• Goal of the exercise:
Rewrite the records from the start through the line containing "x=314 y=453", changing every "written like" to "formatted like" and keeping everything else the same.
=======
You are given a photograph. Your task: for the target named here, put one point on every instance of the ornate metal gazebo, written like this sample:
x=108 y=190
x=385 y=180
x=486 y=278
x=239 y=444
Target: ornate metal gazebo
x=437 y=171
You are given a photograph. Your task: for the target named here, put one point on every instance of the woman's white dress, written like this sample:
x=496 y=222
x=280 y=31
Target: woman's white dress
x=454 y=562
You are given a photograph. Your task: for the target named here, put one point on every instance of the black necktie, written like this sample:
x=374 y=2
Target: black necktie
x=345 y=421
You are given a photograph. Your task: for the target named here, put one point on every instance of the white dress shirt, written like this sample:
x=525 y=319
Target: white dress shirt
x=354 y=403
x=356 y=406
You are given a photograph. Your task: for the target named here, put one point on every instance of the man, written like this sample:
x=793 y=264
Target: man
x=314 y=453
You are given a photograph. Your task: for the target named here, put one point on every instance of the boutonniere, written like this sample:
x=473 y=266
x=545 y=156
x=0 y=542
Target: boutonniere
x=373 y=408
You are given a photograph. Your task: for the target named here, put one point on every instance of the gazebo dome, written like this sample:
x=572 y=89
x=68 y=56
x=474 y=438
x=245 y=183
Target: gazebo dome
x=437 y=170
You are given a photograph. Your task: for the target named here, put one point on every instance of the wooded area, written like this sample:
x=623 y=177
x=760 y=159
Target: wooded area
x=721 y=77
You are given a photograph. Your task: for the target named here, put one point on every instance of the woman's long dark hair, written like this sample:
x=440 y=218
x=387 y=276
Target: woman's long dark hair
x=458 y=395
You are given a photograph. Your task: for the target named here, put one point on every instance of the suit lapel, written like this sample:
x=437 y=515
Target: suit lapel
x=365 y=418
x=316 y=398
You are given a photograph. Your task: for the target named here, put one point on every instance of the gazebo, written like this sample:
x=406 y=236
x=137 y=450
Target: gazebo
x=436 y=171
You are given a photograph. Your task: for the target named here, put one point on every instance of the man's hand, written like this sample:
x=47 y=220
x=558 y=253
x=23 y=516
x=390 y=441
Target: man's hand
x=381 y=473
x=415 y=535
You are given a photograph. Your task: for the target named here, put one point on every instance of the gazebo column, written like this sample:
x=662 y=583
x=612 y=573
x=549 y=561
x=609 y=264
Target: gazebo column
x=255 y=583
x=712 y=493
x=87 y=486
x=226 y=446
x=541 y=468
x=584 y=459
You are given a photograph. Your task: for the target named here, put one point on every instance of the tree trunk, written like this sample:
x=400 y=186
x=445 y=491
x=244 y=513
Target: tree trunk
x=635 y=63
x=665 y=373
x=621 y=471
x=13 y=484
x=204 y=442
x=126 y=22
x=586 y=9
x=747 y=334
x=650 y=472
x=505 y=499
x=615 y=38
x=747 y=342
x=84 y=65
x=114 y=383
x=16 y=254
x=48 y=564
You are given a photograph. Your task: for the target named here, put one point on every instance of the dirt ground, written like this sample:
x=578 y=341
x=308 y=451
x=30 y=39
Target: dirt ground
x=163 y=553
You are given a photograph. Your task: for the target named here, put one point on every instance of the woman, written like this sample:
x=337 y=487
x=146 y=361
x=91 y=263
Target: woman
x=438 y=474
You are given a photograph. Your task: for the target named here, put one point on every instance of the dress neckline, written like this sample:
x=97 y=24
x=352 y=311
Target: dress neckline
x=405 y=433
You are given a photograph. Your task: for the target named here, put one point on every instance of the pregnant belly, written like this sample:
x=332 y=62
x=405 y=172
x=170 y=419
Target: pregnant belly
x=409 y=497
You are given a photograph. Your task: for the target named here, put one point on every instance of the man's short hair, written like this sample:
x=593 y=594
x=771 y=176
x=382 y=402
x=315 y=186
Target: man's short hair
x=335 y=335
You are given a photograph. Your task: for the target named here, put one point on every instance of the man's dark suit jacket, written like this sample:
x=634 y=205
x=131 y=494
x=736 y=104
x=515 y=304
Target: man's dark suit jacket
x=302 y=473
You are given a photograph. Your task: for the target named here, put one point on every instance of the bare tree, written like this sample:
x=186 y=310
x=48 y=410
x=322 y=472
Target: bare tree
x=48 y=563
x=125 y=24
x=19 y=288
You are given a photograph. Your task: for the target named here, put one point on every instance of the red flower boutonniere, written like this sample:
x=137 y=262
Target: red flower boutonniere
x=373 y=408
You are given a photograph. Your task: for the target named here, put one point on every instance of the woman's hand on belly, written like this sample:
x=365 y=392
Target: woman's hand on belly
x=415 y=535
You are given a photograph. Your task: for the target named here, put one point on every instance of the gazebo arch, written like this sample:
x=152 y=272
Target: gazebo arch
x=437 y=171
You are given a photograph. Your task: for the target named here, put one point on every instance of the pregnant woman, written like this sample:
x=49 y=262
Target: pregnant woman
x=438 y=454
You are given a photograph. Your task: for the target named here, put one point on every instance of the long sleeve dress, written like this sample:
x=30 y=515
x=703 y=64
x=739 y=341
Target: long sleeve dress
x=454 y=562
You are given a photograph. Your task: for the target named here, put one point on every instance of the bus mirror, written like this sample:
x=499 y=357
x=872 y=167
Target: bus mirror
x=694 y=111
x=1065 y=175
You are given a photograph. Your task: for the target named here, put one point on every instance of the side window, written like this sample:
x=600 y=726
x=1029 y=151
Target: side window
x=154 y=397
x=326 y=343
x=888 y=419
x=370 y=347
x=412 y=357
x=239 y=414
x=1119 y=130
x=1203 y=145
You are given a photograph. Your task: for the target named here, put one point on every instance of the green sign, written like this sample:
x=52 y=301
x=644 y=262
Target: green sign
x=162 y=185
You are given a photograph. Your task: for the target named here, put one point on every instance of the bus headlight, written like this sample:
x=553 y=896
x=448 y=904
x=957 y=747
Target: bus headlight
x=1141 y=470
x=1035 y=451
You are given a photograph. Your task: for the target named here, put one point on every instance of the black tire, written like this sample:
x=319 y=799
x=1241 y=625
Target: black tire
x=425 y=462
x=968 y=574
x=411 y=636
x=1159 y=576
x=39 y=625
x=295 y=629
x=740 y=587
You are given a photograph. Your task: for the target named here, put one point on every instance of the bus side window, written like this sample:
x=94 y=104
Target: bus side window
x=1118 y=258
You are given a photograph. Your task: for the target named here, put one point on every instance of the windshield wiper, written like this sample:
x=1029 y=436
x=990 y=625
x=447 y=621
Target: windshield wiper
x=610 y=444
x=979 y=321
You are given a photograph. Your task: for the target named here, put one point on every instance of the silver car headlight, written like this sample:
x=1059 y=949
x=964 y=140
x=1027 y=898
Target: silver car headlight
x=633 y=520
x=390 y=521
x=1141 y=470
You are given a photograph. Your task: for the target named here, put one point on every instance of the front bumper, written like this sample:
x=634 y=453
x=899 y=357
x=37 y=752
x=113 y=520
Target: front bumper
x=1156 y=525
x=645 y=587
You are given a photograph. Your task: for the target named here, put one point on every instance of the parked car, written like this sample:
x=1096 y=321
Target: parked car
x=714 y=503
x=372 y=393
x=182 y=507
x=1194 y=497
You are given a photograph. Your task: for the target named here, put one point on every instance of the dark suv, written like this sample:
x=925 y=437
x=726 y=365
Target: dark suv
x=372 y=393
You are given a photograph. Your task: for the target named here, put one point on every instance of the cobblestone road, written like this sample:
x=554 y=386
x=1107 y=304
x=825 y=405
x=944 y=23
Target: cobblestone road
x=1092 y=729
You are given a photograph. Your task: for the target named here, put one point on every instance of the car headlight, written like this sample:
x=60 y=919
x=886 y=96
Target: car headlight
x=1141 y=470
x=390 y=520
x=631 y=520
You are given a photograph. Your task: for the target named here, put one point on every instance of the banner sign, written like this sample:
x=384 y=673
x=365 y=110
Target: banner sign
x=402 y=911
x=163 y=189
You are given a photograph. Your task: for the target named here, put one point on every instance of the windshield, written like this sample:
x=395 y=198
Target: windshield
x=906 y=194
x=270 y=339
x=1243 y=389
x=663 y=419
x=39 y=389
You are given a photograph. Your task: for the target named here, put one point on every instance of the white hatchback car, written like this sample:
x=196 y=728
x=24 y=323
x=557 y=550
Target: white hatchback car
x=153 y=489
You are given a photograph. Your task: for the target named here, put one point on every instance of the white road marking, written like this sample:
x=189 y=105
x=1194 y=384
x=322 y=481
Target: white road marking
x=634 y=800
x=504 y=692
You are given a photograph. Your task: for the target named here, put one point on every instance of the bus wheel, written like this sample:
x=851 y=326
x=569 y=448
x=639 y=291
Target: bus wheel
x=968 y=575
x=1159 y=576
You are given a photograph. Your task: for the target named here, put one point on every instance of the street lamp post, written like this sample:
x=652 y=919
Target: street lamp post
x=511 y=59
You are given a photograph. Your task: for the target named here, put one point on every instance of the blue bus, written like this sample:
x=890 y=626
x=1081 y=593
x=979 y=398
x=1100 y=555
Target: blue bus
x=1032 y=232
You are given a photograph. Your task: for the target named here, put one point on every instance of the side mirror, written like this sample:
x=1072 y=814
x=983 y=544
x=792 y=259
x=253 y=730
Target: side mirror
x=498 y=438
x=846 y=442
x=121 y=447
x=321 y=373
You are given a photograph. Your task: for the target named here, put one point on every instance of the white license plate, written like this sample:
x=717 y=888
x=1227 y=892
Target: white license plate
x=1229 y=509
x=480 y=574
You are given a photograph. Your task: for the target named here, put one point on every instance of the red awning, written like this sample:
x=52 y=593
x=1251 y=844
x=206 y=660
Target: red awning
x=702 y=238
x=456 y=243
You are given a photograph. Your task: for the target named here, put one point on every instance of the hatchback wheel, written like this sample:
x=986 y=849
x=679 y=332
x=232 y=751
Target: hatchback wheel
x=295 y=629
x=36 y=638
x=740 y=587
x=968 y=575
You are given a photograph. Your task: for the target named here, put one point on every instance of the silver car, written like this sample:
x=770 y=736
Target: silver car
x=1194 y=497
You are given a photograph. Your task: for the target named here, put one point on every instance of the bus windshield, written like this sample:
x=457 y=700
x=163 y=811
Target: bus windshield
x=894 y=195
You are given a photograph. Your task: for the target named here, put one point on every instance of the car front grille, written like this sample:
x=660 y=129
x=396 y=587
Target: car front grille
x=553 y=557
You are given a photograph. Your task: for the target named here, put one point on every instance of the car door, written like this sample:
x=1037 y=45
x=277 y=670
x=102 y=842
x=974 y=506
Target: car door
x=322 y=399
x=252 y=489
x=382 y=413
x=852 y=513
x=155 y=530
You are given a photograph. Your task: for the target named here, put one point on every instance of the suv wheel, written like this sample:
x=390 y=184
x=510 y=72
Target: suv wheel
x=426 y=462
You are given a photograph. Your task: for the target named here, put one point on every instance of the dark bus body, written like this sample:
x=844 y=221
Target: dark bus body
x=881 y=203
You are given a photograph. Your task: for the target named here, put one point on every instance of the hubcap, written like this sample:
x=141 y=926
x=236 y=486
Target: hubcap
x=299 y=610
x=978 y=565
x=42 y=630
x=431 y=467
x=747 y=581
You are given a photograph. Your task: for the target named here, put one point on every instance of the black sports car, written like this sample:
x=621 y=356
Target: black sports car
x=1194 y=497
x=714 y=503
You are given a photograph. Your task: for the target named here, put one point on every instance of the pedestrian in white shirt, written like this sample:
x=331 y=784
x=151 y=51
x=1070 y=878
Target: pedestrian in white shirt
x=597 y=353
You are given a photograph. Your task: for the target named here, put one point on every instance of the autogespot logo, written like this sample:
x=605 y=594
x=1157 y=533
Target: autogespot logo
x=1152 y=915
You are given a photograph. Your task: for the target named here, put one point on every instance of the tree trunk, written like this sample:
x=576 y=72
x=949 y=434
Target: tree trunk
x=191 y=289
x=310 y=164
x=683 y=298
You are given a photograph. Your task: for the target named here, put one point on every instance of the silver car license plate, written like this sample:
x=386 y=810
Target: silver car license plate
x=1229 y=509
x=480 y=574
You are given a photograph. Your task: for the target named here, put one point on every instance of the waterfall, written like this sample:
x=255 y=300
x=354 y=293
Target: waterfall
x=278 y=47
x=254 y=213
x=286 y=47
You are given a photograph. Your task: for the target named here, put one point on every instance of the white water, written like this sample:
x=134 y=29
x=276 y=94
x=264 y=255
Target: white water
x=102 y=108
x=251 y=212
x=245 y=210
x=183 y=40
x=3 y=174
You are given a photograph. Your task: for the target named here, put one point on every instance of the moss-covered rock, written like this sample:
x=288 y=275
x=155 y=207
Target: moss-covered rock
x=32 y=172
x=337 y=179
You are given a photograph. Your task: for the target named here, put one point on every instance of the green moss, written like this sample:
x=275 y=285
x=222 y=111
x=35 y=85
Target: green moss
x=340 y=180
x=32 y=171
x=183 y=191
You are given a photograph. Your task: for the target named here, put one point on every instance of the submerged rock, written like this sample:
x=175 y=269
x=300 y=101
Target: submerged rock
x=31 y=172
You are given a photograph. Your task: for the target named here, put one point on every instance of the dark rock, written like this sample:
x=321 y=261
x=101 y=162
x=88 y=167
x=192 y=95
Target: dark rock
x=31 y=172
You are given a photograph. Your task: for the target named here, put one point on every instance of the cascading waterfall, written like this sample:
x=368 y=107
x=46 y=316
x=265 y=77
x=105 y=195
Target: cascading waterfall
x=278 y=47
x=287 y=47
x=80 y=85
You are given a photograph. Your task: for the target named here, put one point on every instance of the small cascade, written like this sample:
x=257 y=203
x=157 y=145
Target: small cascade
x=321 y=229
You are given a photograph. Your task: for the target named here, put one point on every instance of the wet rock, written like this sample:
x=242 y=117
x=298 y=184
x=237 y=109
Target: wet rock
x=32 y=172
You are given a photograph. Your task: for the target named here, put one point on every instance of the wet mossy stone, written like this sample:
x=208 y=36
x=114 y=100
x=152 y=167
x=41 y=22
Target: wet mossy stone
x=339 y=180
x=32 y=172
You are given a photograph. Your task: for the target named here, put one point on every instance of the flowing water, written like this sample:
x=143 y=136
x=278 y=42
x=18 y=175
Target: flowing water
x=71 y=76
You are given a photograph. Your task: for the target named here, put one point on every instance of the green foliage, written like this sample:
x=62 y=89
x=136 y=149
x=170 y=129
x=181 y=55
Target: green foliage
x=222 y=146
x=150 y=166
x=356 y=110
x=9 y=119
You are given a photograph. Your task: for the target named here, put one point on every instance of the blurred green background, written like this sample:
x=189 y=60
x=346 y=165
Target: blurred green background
=======
• Problem solution:
You are given a photograph. Your task: for the target named here, put one point on every instance of the ornate metal gazebo, formatted like this sample:
x=108 y=190
x=385 y=180
x=486 y=278
x=239 y=444
Target: ornate metal gazebo
x=437 y=171
You are given a photograph. Your task: for the target named here, put one point on every instance of the woman's white dress, formatted like this sample:
x=496 y=222
x=280 y=31
Target: woman's white dress
x=454 y=562
You are given a photograph. Your task: for the target named here, put one point on every instance of the black necktie, formatted like this sample:
x=374 y=2
Target: black necktie
x=345 y=421
You are given a photograph. Your task: for the target named here, put one point on every instance of the white dress shirt, formatted like this sample:
x=525 y=319
Target: white dress shirt
x=354 y=403
x=356 y=406
You are given a photograph. Your task: for the target named here, put one point on every instance of the man, formatted like this sample:
x=793 y=264
Target: man
x=314 y=453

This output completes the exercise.